■ **Given exercise**: Retype all of the listing exactly, passing over any picture you find.
========================================================================
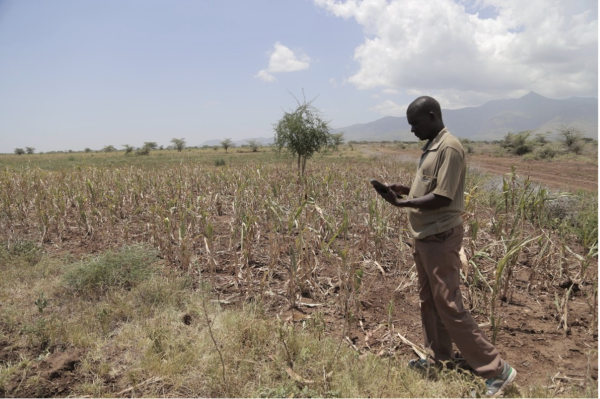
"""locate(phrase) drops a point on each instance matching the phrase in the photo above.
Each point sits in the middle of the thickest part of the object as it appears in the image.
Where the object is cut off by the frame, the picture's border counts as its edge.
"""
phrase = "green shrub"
(124, 269)
(518, 144)
(545, 152)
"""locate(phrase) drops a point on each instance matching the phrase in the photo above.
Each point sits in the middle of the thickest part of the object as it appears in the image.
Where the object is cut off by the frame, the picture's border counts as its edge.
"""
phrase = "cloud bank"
(467, 52)
(282, 59)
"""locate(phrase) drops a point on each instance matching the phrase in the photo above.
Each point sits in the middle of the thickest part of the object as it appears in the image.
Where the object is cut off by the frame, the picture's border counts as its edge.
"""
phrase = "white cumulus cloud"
(452, 50)
(283, 59)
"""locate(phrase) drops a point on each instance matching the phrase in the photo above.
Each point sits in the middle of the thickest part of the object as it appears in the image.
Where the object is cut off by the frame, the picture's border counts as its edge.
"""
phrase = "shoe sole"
(509, 380)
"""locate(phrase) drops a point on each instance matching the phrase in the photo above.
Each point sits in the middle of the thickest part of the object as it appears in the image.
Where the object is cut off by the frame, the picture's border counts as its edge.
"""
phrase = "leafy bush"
(124, 268)
(518, 144)
(547, 151)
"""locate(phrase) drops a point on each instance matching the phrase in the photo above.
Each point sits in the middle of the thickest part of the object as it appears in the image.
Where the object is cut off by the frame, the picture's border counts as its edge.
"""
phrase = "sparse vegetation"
(179, 144)
(303, 132)
(518, 144)
(171, 278)
(226, 144)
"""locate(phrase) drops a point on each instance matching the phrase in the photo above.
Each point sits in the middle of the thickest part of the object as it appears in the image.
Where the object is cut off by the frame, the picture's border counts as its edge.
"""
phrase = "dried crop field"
(324, 252)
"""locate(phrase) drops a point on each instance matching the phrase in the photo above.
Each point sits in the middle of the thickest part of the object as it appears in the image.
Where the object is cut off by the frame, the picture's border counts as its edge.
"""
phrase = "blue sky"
(76, 74)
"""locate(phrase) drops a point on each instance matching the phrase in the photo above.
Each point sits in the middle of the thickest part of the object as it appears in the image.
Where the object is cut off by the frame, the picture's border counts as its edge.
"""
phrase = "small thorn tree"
(302, 132)
(179, 144)
(337, 140)
(254, 145)
(227, 143)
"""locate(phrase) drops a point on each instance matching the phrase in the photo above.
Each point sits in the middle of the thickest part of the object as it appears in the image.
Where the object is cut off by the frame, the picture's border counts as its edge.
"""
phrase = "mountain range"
(493, 120)
(490, 121)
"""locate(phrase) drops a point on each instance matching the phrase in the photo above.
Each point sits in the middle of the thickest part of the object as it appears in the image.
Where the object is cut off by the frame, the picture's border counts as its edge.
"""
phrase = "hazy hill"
(493, 120)
(262, 140)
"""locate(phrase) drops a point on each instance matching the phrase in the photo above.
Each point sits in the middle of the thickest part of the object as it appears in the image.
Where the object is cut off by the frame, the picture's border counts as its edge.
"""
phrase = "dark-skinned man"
(435, 202)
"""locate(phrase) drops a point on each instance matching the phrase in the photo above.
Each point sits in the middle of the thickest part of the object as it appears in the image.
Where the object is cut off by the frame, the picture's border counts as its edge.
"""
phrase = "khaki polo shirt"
(441, 171)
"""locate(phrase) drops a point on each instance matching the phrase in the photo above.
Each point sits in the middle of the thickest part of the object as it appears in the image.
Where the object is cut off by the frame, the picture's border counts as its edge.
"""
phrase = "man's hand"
(400, 188)
(391, 197)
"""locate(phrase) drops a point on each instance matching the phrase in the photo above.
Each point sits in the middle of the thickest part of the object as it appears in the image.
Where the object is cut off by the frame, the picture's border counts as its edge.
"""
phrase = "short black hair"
(425, 104)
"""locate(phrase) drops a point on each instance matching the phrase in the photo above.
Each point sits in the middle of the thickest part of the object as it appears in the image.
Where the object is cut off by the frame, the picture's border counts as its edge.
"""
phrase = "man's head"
(425, 118)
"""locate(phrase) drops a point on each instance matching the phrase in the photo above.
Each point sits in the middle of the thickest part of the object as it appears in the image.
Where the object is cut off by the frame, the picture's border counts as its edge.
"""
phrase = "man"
(436, 202)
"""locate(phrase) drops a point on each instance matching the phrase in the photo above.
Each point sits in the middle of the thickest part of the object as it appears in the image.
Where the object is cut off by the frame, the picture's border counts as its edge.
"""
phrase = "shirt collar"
(435, 143)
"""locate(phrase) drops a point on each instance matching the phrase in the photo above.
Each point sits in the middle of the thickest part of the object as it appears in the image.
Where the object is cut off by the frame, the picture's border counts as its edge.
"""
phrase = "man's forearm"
(429, 201)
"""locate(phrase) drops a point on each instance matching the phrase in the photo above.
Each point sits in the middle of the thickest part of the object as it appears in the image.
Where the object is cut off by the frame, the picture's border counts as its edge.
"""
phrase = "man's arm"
(428, 201)
(400, 188)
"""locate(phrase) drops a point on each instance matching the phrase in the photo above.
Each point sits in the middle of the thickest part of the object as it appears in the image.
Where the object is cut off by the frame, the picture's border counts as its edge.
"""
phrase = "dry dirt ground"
(557, 175)
(529, 337)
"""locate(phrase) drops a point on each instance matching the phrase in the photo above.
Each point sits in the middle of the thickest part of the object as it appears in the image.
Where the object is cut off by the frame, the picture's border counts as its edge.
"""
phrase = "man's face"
(422, 124)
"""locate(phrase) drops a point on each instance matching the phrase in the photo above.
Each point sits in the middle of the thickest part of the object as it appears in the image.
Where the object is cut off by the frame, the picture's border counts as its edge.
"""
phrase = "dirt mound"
(53, 376)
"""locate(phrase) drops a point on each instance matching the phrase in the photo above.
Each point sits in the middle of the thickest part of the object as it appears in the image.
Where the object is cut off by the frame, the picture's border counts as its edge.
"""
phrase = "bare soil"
(554, 174)
(530, 337)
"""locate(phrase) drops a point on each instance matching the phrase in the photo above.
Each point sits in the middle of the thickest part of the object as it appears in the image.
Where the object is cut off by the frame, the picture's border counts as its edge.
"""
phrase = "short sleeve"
(449, 173)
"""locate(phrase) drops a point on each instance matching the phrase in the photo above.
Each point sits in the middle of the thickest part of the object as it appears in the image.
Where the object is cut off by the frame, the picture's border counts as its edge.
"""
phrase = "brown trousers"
(442, 313)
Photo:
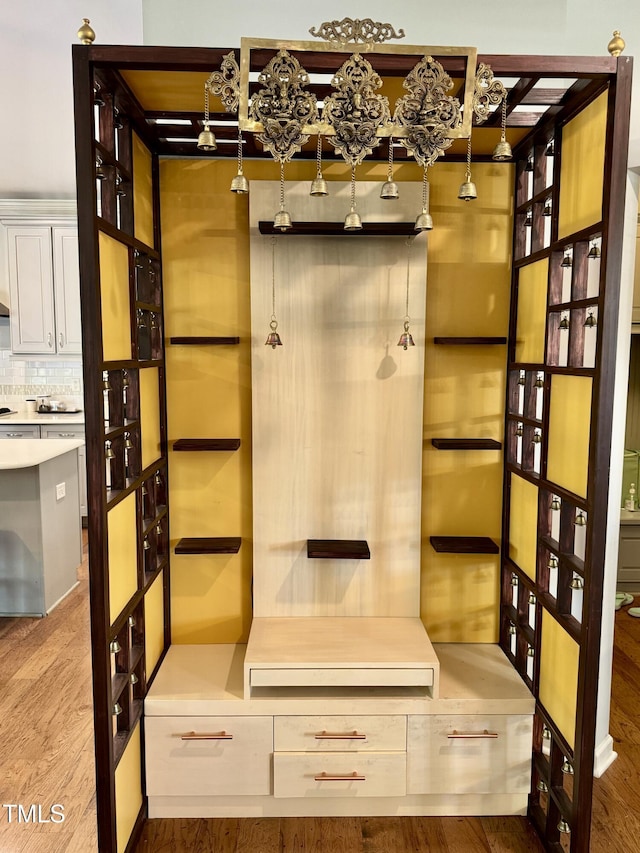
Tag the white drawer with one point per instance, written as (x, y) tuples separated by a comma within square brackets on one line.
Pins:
[(190, 756), (339, 774), (19, 431), (339, 734), (459, 755)]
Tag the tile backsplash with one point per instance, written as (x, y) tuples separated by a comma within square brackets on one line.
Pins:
[(28, 376)]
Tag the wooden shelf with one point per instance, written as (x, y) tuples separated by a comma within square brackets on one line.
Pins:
[(466, 444), (194, 340), (469, 341), (336, 229), (463, 545), (206, 444), (338, 549), (209, 545)]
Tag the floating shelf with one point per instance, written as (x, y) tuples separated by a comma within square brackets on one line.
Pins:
[(336, 229), (464, 545), (209, 545), (206, 444), (341, 549), (204, 341), (469, 341), (466, 444)]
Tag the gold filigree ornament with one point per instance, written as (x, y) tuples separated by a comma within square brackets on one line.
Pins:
[(225, 83), (356, 30), (283, 107), (427, 113), (488, 92), (355, 111)]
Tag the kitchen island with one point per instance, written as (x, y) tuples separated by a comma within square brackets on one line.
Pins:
[(40, 531)]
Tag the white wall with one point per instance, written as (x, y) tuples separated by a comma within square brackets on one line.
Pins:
[(37, 156), (576, 27)]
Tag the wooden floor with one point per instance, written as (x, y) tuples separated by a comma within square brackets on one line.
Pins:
[(46, 755)]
========================================================================
■ **Written answer**:
"""locate(phrase) drops a point on each instance matching the phrase in the photo above.
Each point sits in the middle of the thickest part of the object as it appears in the image.
Where the object is cut off by the frame, the picture's border counts as its edge.
"""
phrase = "green shrub"
(124, 269)
(518, 144)
(545, 152)
"""locate(phrase) drops a point on each instance matching the phrase in the photo above.
Each point sits in the middle of the thickest part of the object as it appears in the image.
Where the object is cut off by the frame, the picture's border counts as its edge.
"""
phrase = "cloud bank"
(467, 52)
(282, 59)
"""locate(phrase) drops a point on each instance matching the phrase in the photo above.
Each point sits in the middle of the thickest part of the object as it appears in the image.
Where the object is cut off by the frame, the picture's border counts as its edge.
"""
phrase = "white cumulus cloud"
(452, 50)
(283, 59)
"""locate(phrase) drops a point on each instance matching the phrase in the photo above.
Each point sits in the middle of the thickest part of the object as it appears in the image.
Where the object is cut off by the frame, the picture's border counts as its edge.
"""
phrase = "shoe sole"
(509, 380)
"""locate(phrase) drops a point on each instance matching the phrase in the photo above.
Each point sits in the middle of the thickest part of the object as it appears in the image.
Where the object is cut off by the frame, the picture's border counts as its edge.
"""
phrase = "leafy bush"
(124, 268)
(518, 144)
(547, 151)
"""locate(phrase) drops a point on each instance matching the phrase in the photo above.
Each point sits in the middle of the thickest part of the object as it appears in the image.
Where the object is cut off by the frame, the picture's border counts as its edge.
"""
phrase = "sparse vegetation"
(179, 144)
(303, 132)
(518, 144)
(171, 278)
(226, 144)
"""locate(phrase) drops a point on each instance matching the phrase in the photo above.
Each point sits in the middle of the thickest part of the object as it appears in the image.
Where the object is cut off by the frame, the picture's border counts as its edge.
"""
phrase = "dried crop field"
(324, 252)
"""locate(phrase) drops a point on each instance matching the phrase in the photo above.
Each point sits in the middle of the thickest part of the object as it appears in the image.
Where the object is cut off by the frame, the picture's border counts as its edge.
"""
phrase = "blue sky"
(76, 74)
"""locate(phrase) drops a point on each instance matching the phrase in the photo above.
Each point sits in the middle of the thickest part of the object as it appears in the image.
Where the object is cut off by the frame, the picture's border counts as its edge.
"""
phrase = "small thorn tree"
(302, 132)
(179, 144)
(337, 140)
(254, 145)
(227, 143)
"""locate(phrase) drops a point on each instance matching the phrase in the photo above.
Each point sits in the middle of the thickest part of the object as it appears in the image.
Where the object is cut off by the frame, the picture's border counts as its edge.
"""
phrase = "mountain range"
(493, 120)
(490, 121)
"""locate(phrase) drops a point on each instance matching the phrase in the photo above.
Each point sits in the middle of the thickest part of the object as it appears in the image.
Where the object is cut off by the frame, the picture's border counts as its edge.
"""
phrase = "hazy hill"
(493, 120)
(262, 140)
"""locate(phrase) drops a point on each instance matching the phrase in the photo above.
Each point sits in the middle of the thickest part of the object as it appears in the image.
Where the object is cut off by the frame, the picture's border counts as its edge.
"""
phrase = "dark-skinned man"
(435, 202)
"""locate(phrase) drops a point on each instance matching the phrase in the photo above.
Each point sits in the middle of the thickest part of the object as it appears in the image.
Where the object is cut off by the frame, the picture's border counts as its edge.
"""
phrase = "khaki polo shirt"
(441, 171)
"""locate(phrase) drops a point on each instance matching the phrase in the photo above.
Each point sits in the middle of the thickest part of the object as it appears in the image.
Where the object is cut off by the frame, the picture's border counts as its edge.
"""
phrase = "man's hand"
(400, 188)
(391, 197)
"""locate(phrase) drops a point on each instance matching the phrase in the photo above.
Each point sits in the middle of the thickest part of the object as it appears in the image.
Where the object is cut off by the frame, the picture's border counts as its edge.
"""
phrase = "short black hair"
(425, 104)
"""locate(phrase) drops a point on each instance matching the phrase in the photo above.
Each point sits in the middle of the thickest part of the object as it appears in the image.
Where the object is cut off by the frame, the picture's border counts as its edge.
"""
phrase = "man's head"
(425, 118)
"""locate(phrase) drops a point on each instance matching the phrase in the photo above.
Each point sits in the middle of the thickest part of the object as it appears in the image.
Where the object is cut off by the frame, the picture's border counts as its edge.
"""
phrase = "man"
(436, 202)
"""locate(phrase) drops a point on each instance matching the phrase in the photo above.
Each point sits in the middle of the thickest part of the object as it appears in the image.
Where the object is cut off by the frame, the picture's border counts as its edge.
"""
phrase = "shirt collar"
(435, 143)
"""locate(phrase) drops a point on each instance matching the phrase in the photo above.
Each point sits in the middle of the thickest part of the object as it appears in the image.
Where the object is cut off by the frame, the picture's border counts as its edge.
"""
phrase = "man's forearm"
(429, 201)
"""locate(phrase) drops a point on each instance matching the phrase in the photo above.
Each point sits in the middle of the thickest part of the object as it appears in the image.
Where the object is cut off by the frame, the picture's border counts as its edge.
"""
phrase = "man's arm"
(428, 201)
(400, 188)
"""locate(phrase) drops a point on each instance matching the phrase in the photo above.
Each point sits in the middle of the thickest part of the object as it appears in the image.
Where the object is cut off by the frame, the picture's border counts as its edge.
"""
phrase = "dry dirt ground"
(557, 175)
(529, 337)
"""locate(phrase) drops a point on each instance matching the phrase in the photo above.
Each point sits in the middle of the thickest part of the object as it appears in the image.
Where the object is cut off by the frame, the picture's border counts as its edge.
"""
phrase = "man's face"
(422, 124)
"""locate(phrase) drops a point on each instance matching the phrase in the photo above.
Each point sits in the middle of the thickest part of the object as it appears in the image.
Where the object is cut off by the frame, the picture's border counts as its edge.
"""
phrase = "dirt mound"
(53, 376)
"""locate(phrase) drops a point on each instance matching the phrase in the photo above.
Each point sits in the middle of the thickest part of the object as it appears in the image.
Where the object is cut off by the frame, the picture's border counts as its edge.
"""
phrase = "bare soil"
(554, 174)
(530, 337)
"""locate(phrase) drops a point on each instance matching the phrase in the photo above.
Each point sits in the middle of the thickest part of the object as it appears in the image.
Where the object is cut off by the frame, the picture's border counts as its edge.
"""
phrase = "short sleeve"
(449, 173)
"""locate(phrase) drops a point on each instance matching the phrase in the photo above.
Each point sits in the middle of the thickest part of the object as it appears in the image.
Where the object is cut off by the frame, the picture's border counts as its edge.
"""
phrase = "brown trousers"
(442, 313)
Photo:
Tag the white drawer with one point per instance, written as (x, y) tuples separated by a comma within square brackets on one line.
Pins:
[(190, 756), (339, 774), (19, 431), (339, 734), (459, 755)]
Tag the tile backsplash with one point per instance, written as (x, y) tuples separated by a comma within square brackets on one line.
Pins:
[(28, 376)]
Tag the wooden shelf with one point per instance, written as (x, y) tuples separated by a comma within square brackets on one line.
Pins:
[(466, 444), (194, 340), (469, 341), (336, 229), (463, 545), (206, 444), (338, 549), (209, 545)]
Tag the floating shelf with one point per instance, written as (x, y) tuples separated by a comma within square brackets on one line.
Pins:
[(336, 229), (464, 545), (209, 545), (206, 444), (341, 549), (204, 341), (469, 341), (466, 444)]
Tag the gold filigree ornament with one point per instance, written as (x, y) tuples separated by a comma within square brackets on one line.
Pins:
[(225, 83), (356, 30), (283, 107), (427, 113), (488, 92), (355, 111)]
Tag the kitchen island with one point per instance, written as (x, y) tuples separated by a comma within square brackets on one line.
Pins:
[(40, 531)]
Tag the white wall with one point per instance, written as (x, y) tuples separated by a comma within square brackets on one line.
Pins:
[(37, 156), (576, 27)]
Tag the wooden floor with one point per instance, written as (x, y) tuples separated by a comma within square brackets on one line.
Pins:
[(46, 755)]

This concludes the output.